**Task instructions**
In full and without alteration, return the records below.

**Extracted records**
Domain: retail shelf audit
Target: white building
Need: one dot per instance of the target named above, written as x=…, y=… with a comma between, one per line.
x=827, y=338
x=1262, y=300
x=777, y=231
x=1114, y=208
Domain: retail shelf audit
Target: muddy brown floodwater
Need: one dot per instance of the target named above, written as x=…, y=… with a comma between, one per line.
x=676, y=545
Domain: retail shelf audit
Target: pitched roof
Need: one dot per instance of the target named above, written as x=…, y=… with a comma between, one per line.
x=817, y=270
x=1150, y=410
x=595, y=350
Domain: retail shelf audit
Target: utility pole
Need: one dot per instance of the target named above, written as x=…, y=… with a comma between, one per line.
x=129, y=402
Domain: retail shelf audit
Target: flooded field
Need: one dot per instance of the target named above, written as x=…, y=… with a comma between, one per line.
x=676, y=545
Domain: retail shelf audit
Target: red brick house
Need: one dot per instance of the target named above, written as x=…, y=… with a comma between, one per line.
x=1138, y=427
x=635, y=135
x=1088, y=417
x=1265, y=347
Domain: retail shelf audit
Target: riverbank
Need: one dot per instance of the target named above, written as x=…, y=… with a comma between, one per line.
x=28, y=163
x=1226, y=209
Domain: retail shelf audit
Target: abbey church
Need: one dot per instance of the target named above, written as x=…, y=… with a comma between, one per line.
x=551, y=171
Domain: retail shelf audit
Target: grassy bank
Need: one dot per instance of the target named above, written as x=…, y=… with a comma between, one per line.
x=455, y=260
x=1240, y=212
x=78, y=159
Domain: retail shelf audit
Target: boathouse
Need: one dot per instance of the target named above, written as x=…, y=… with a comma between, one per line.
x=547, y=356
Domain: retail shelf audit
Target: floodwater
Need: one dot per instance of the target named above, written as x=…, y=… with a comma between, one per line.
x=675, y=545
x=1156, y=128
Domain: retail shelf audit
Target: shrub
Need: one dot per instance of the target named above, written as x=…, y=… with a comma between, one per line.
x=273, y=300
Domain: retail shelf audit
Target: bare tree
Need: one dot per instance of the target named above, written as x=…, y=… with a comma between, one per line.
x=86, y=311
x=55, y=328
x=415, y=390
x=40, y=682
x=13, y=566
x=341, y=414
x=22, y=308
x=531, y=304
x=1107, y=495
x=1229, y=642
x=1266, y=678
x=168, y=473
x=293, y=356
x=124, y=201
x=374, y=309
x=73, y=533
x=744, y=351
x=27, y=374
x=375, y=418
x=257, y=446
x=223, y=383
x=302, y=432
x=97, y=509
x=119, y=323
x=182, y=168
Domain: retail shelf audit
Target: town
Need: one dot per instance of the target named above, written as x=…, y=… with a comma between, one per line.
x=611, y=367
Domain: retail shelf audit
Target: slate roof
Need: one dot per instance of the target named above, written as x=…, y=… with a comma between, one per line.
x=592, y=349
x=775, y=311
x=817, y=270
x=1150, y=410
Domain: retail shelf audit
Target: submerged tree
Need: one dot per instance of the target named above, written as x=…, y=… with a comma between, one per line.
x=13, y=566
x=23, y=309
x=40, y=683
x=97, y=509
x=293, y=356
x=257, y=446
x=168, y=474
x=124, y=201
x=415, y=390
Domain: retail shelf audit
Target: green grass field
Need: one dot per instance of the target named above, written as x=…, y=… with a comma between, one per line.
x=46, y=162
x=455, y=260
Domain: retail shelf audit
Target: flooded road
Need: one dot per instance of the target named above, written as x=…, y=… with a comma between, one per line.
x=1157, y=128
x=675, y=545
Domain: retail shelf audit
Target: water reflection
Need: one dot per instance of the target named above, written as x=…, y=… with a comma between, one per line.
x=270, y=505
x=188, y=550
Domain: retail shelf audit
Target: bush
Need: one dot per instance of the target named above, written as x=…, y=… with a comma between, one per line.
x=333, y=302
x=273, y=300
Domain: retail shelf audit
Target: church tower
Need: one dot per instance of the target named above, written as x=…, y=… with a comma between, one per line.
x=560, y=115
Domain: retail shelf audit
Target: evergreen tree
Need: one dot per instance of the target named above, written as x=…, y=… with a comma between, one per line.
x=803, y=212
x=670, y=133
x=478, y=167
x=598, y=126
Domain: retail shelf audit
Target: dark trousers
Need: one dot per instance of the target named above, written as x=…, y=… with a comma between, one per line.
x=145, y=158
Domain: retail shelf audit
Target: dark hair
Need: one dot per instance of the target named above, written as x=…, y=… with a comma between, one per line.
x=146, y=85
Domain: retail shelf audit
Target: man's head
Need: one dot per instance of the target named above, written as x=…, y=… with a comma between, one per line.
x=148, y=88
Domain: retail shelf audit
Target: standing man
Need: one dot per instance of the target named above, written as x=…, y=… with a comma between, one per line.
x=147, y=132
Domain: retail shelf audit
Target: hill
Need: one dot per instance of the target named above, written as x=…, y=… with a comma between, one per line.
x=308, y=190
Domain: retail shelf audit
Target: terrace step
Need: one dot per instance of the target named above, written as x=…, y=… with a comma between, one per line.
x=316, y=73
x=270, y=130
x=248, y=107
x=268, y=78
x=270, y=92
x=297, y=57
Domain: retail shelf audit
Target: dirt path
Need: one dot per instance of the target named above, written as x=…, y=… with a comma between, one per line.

**Answer below**
Domain: retail shelf audit
Target: white building
Need: one dot per instance of the target named above, written as x=…, y=… with a comma between, one per line.
x=827, y=338
x=1262, y=300
x=777, y=231
x=1114, y=208
Domain: retail shelf audit
Target: muddy brown floodwater
Need: one dot per instance of the target named above, written as x=…, y=… with a comma between, one per line.
x=676, y=545
Domain: retail shelf audit
Target: pitched roof
Need: one dot per instance of the target named above, written as x=…, y=… with a comma between, one per line.
x=817, y=270
x=1150, y=410
x=595, y=350
Domain: retail shelf audit
Target: utility pole
Need: one dot per instance of the target named above, written as x=…, y=… with a comma between, one per line.
x=129, y=402
Domain: retail shelf audit
Target: flooded field
Need: one dot per instance of the target named above, written as x=…, y=… with a comma between, one per line.
x=676, y=545
Domain: retail shelf audit
Target: red brick house
Need: one dot per instance of the target named above, written as x=…, y=… with a comma between, one per line.
x=1138, y=427
x=635, y=135
x=1088, y=417
x=1265, y=347
Domain: retail shelf audit
Target: riverbank
Need: one dot per instance of the target named above, written as x=…, y=… with a comma between, one per line.
x=28, y=163
x=1226, y=209
Domain: retail shelf audit
Target: abbey church
Need: one dot per instance of the target named above, written as x=…, y=… with a comma between, one per line.
x=551, y=171
Domain: retail shelf audit
Target: grassy bank
Need: one dot per instance of the target named above, written as x=…, y=… with a comma between, one per line.
x=455, y=260
x=1240, y=212
x=78, y=159
Domain: retail shelf audit
Target: boathouse
Need: one dot per instance of the target named above, written as x=…, y=… with a comma between, one per line.
x=547, y=356
Domain: retail shelf audit
Target: floodwater
Need: one dot per instance of the target named above, written as x=…, y=… with a comma between, one per line.
x=675, y=545
x=1156, y=128
Domain: retail shelf audit
Target: shrub
Need: one dot per instance of the target named above, written as x=…, y=… with a comma between, one per line.
x=273, y=300
Domain: retail shelf audit
Target: bare tree
Need: one dot per instance of the target named above, written as x=…, y=… with a comma between, one per line.
x=86, y=311
x=55, y=328
x=415, y=390
x=40, y=682
x=13, y=566
x=341, y=414
x=22, y=308
x=531, y=304
x=1107, y=495
x=1229, y=642
x=1266, y=678
x=168, y=473
x=293, y=356
x=124, y=201
x=374, y=309
x=73, y=533
x=744, y=351
x=27, y=374
x=375, y=418
x=257, y=446
x=223, y=383
x=302, y=432
x=97, y=509
x=119, y=323
x=182, y=168
Domain: retail shelf audit
Target: town
Need: one dot per instance of the target named above, written as x=…, y=… with a comma between, one per line.
x=611, y=367
Domain: retail shelf audit
Target: slate roof
Need: one dot per instance of the target named above, written as x=…, y=… with a comma between, one per line.
x=592, y=349
x=775, y=311
x=817, y=270
x=1150, y=410
Domain: retail shelf audit
Target: submerged tree
Need: one dot per instance of the target named above, written as x=…, y=… with a comma between, one per line.
x=13, y=566
x=23, y=309
x=40, y=683
x=97, y=509
x=293, y=356
x=257, y=446
x=168, y=474
x=124, y=201
x=415, y=390
Domain: retail shelf audit
Target: green grass field
Need: one dot per instance of the target named above, written as x=…, y=… with a comma between, one per line.
x=46, y=162
x=455, y=260
Domain: retail shelf audit
Target: flooded road
Need: one dot per instance of the target named above, written as x=…, y=… with a comma between, one per line.
x=1157, y=128
x=675, y=545
Domain: retail shelf audit
Target: water reflection
Need: one dot per instance of the target named above, written as x=…, y=… with a comma between, one per line.
x=270, y=505
x=188, y=550
Domain: retail shelf audit
Target: bush
Need: one dot per instance of the target named above, written as x=…, y=… with a comma between, one per line.
x=333, y=302
x=273, y=300
Domain: retail shelf audit
Target: church tower
Need: one dot per instance of the target named above, written as x=…, y=… with a comma between, one per line.
x=560, y=115
Domain: retail shelf audit
Target: evergreen tree
Need: one dot per instance of the target named above, written as x=…, y=… with a comma between, one per line.
x=803, y=212
x=670, y=133
x=478, y=167
x=598, y=126
Domain: retail shelf audit
Target: dark trousers
Need: one dot per instance of the target named above, written as x=…, y=… with a comma between, one per line.
x=145, y=158
Domain: retail shelf audit
Target: dark hair
Need: one dot per instance of the target named above, written as x=…, y=… with a comma between, one per line.
x=146, y=85
Domain: retail shelf audit
Target: man's head
Need: one dot per instance of the target named above, written as x=…, y=… with a comma between, one per line.
x=148, y=88
Domain: retail shelf audit
Target: standing man
Need: one dot per instance of the target named above, written as x=…, y=… with a comma between, one per line.
x=147, y=132
Domain: retail shelf audit
Target: hill
Need: one dot per instance of the target named above, written as x=…, y=… with a comma between, one per line.
x=308, y=190
Domain: retail shelf audit
Target: terrace step
Need: one dot per instance of the target named above, written as x=…, y=… with a comma between, one per line.
x=316, y=73
x=270, y=130
x=248, y=107
x=268, y=78
x=270, y=92
x=297, y=57
Domain: retail shelf audit
Target: dirt path
Need: one dot per instance of the target named above, written as x=…, y=… with a comma between, one per line.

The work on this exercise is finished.